(Material supplied)
Segment Open

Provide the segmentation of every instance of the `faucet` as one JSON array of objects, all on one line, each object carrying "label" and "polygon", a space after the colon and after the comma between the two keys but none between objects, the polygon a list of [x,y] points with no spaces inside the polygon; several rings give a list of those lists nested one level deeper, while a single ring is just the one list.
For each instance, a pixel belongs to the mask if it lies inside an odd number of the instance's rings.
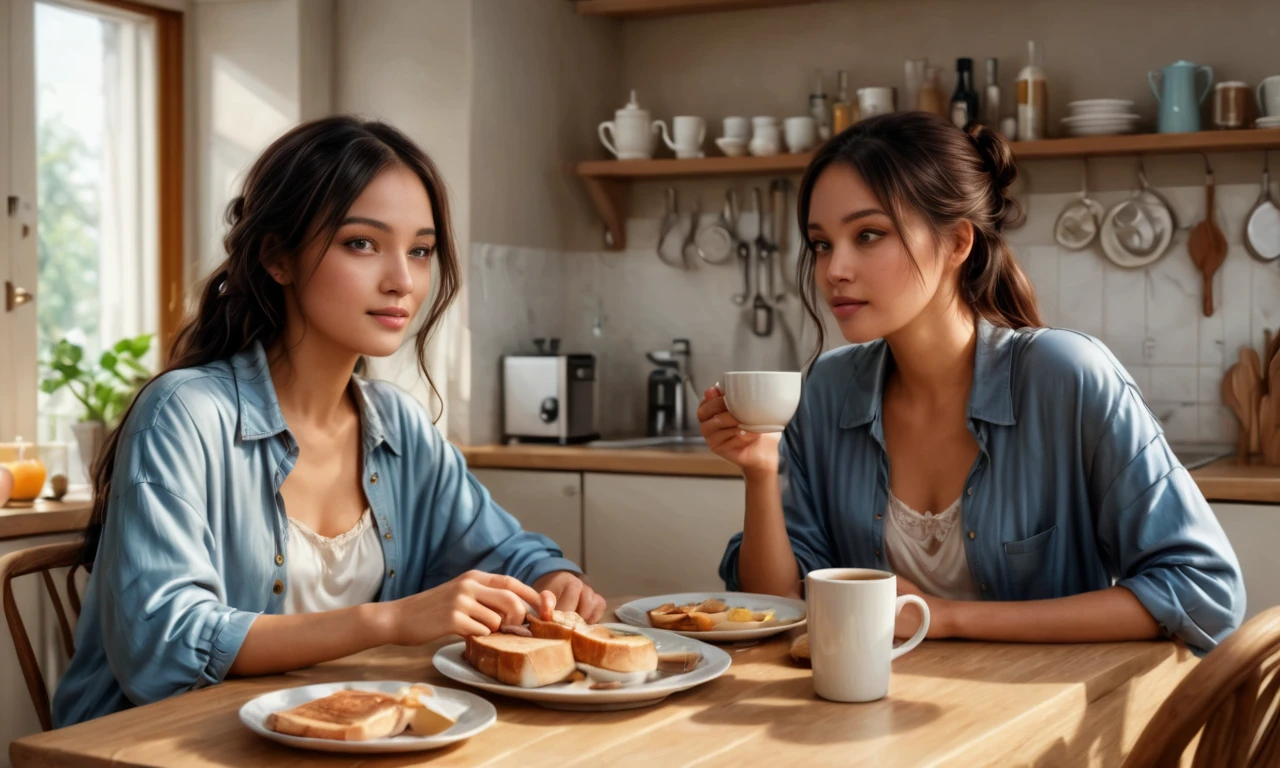
[{"label": "faucet", "polygon": [[676,386],[675,386],[675,422],[676,429],[679,434],[686,434],[689,431],[689,414],[686,404],[688,403],[685,387],[691,391],[697,392],[697,388],[693,384],[693,348],[689,344],[688,339],[672,339],[670,349],[660,349],[654,352],[646,352],[645,357],[649,358],[649,362],[661,368],[671,368],[675,370]]}]

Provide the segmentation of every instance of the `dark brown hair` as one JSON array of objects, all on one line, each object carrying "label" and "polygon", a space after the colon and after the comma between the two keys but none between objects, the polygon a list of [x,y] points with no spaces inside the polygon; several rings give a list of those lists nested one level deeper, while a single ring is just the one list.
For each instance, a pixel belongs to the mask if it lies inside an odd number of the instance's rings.
[{"label": "dark brown hair", "polygon": [[[804,173],[796,206],[802,233],[809,229],[809,202],[818,177],[835,163],[862,177],[898,232],[907,211],[919,214],[935,239],[961,221],[971,222],[973,248],[960,274],[961,297],[995,325],[1043,325],[1035,289],[1004,238],[1005,226],[1020,218],[1021,209],[1009,196],[1018,168],[999,134],[981,126],[966,133],[925,112],[855,123],[824,144]],[[803,286],[805,312],[818,330],[816,358],[826,334],[817,310],[817,259],[812,243],[802,239],[798,285]]]},{"label": "dark brown hair", "polygon": [[[283,334],[285,288],[267,268],[296,258],[309,246],[327,250],[347,211],[365,187],[388,167],[403,166],[426,187],[435,218],[434,296],[414,339],[418,367],[438,397],[427,370],[426,346],[458,292],[458,259],[444,180],[431,158],[409,137],[386,123],[351,116],[304,123],[267,147],[245,178],[244,189],[227,206],[227,259],[206,281],[200,305],[173,341],[165,369],[195,368],[242,352],[255,341],[268,349]],[[292,290],[298,290],[296,283]],[[136,400],[135,400],[136,402]],[[120,430],[133,406],[107,438],[93,468],[93,516],[85,537],[85,562],[92,562],[106,523],[111,475]]]}]

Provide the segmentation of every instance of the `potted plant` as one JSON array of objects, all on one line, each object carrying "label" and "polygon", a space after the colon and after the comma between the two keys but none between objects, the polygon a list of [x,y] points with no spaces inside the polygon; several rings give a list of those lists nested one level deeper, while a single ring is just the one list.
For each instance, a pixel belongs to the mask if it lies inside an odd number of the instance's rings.
[{"label": "potted plant", "polygon": [[121,339],[102,353],[96,366],[84,359],[84,348],[63,339],[53,347],[45,363],[47,374],[40,391],[47,395],[66,387],[84,406],[80,422],[71,425],[80,448],[86,477],[92,478],[93,461],[98,456],[107,430],[128,409],[138,389],[151,378],[142,358],[151,349],[151,334]]}]

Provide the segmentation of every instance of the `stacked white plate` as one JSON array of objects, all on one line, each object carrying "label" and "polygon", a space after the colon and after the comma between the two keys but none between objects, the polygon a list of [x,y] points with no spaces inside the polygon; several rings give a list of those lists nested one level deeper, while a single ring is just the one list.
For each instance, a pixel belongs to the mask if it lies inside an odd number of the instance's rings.
[{"label": "stacked white plate", "polygon": [[1258,122],[1255,123],[1255,125],[1258,128],[1280,128],[1280,115],[1273,115],[1271,117],[1260,117],[1258,118]]},{"label": "stacked white plate", "polygon": [[1125,99],[1086,99],[1067,105],[1071,112],[1062,119],[1068,136],[1111,136],[1133,133],[1142,118],[1133,114],[1133,102]]}]

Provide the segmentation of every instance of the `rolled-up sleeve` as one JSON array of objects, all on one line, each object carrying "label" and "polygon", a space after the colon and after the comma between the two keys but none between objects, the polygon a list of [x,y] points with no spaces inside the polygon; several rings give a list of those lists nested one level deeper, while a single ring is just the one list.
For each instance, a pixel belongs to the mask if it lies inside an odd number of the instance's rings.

Segment Closed

(Aim of the task) The records above must be printed exactly, but the pictures they hold should be omitted.

(Response to the exercise)
Provide the segmentation of every instance of the `faucet` as one JSON array of objects, all on one line, each object carrying "label" and "polygon", a space after the colon and after the comma between the two keys but none between objects, the polygon a list of [x,y] points with no spaces inside the polygon; several rings give a list of those lists nested one level deeper, while a single ring is just the one list.
For each instance, a pixel belongs to the mask if it lies inside an odd number of the instance's rings.
[{"label": "faucet", "polygon": [[676,386],[675,386],[675,422],[676,429],[679,434],[686,434],[689,431],[689,414],[686,404],[688,403],[685,387],[691,391],[697,392],[697,388],[693,384],[693,348],[689,344],[688,339],[672,339],[670,349],[660,349],[654,352],[646,352],[645,357],[649,358],[649,362],[661,368],[671,368],[675,370]]}]

Provide the segmentation of every instance of the `dark brown hair` as one JSON array of objects, all on one line, each object carrying "label" and "polygon", a space after the colon and after the comma between the two keys but none between objects, the polygon a list of [x,y] points with no spaces inside the polygon; several rings give a list of those lists nested one level deeper, while a single ring is just the one list.
For each instance, a pixel belongs to the mask if it lies inside an odd number of the instance's rings.
[{"label": "dark brown hair", "polygon": [[[804,173],[796,206],[802,233],[809,229],[809,202],[818,177],[835,163],[862,177],[898,232],[907,211],[919,214],[935,239],[961,221],[971,222],[973,248],[960,274],[961,297],[995,325],[1043,325],[1035,289],[1004,238],[1005,226],[1020,218],[1021,209],[1009,196],[1018,168],[999,134],[981,126],[966,133],[925,112],[855,123],[824,144]],[[803,286],[805,312],[818,330],[816,358],[826,334],[817,310],[817,259],[812,243],[802,239],[798,285]]]},{"label": "dark brown hair", "polygon": [[[283,334],[285,288],[267,268],[296,258],[309,246],[327,250],[347,211],[365,187],[388,167],[403,166],[426,187],[435,218],[434,296],[414,339],[418,367],[438,397],[427,370],[426,346],[458,292],[458,259],[444,180],[431,158],[409,137],[386,123],[351,116],[304,123],[267,147],[245,178],[244,189],[227,206],[227,259],[206,281],[200,305],[173,341],[165,369],[195,368],[242,352],[255,341],[268,349]],[[292,290],[298,290],[296,283]],[[136,400],[135,400],[136,402]],[[120,430],[133,406],[107,438],[93,468],[93,516],[85,537],[85,562],[92,562],[106,523],[111,475]]]}]

Provide the segmentation of every instance of the `potted plant` as one JSON array of objects, all on one line, each object carrying "label" and "polygon", a space after the colon and after the comma between the two keys but none between objects, the polygon a list of [x,y] points with no spaces inside the polygon; several rings give a list of those lists nested one level deeper, while a single ring is just the one list.
For each instance, a pixel belongs to the mask if it lies inside an odd number of the instance's rings.
[{"label": "potted plant", "polygon": [[121,339],[102,353],[96,366],[84,359],[84,348],[63,339],[53,347],[45,363],[47,374],[40,391],[47,395],[66,387],[84,406],[80,422],[71,425],[80,448],[86,477],[92,478],[93,461],[98,456],[107,430],[128,409],[138,389],[151,378],[142,358],[151,349],[151,334]]}]

Provide the segmentation of every instance of the `stacked white plate` as one JSON array of objects, all on one line, each object carrying "label" and "polygon", a space after the colon and after the comma between the two keys but none between objects, the polygon a list of [x,y] points with no spaces inside the polygon; several rings give a list of those lists nested one level deeper, while a single ring is just the one list.
For each instance, a pixel belongs to the mask if it lies inside an odd number of the instance's rings.
[{"label": "stacked white plate", "polygon": [[1258,122],[1255,123],[1255,125],[1258,128],[1280,128],[1280,115],[1273,115],[1271,117],[1260,117],[1258,118]]},{"label": "stacked white plate", "polygon": [[1125,99],[1086,99],[1067,105],[1071,112],[1062,119],[1068,136],[1111,136],[1133,133],[1142,118],[1133,114],[1133,102]]}]

Provide the segmentation of every instance of the `rolled-up sleeve` as one JSON array of objects, all on one line, each object carrying "label" and "polygon", a space after the colon and after the comma between the two keys but none between objects, the polygon a list of [x,y] points with no spaces inside the polygon; several rings give a list of those lists nested one level deeper, while a single ring is just the one list.
For each instance, a pixel belongs to the mask if it lies inside an odd number of the instance's rings.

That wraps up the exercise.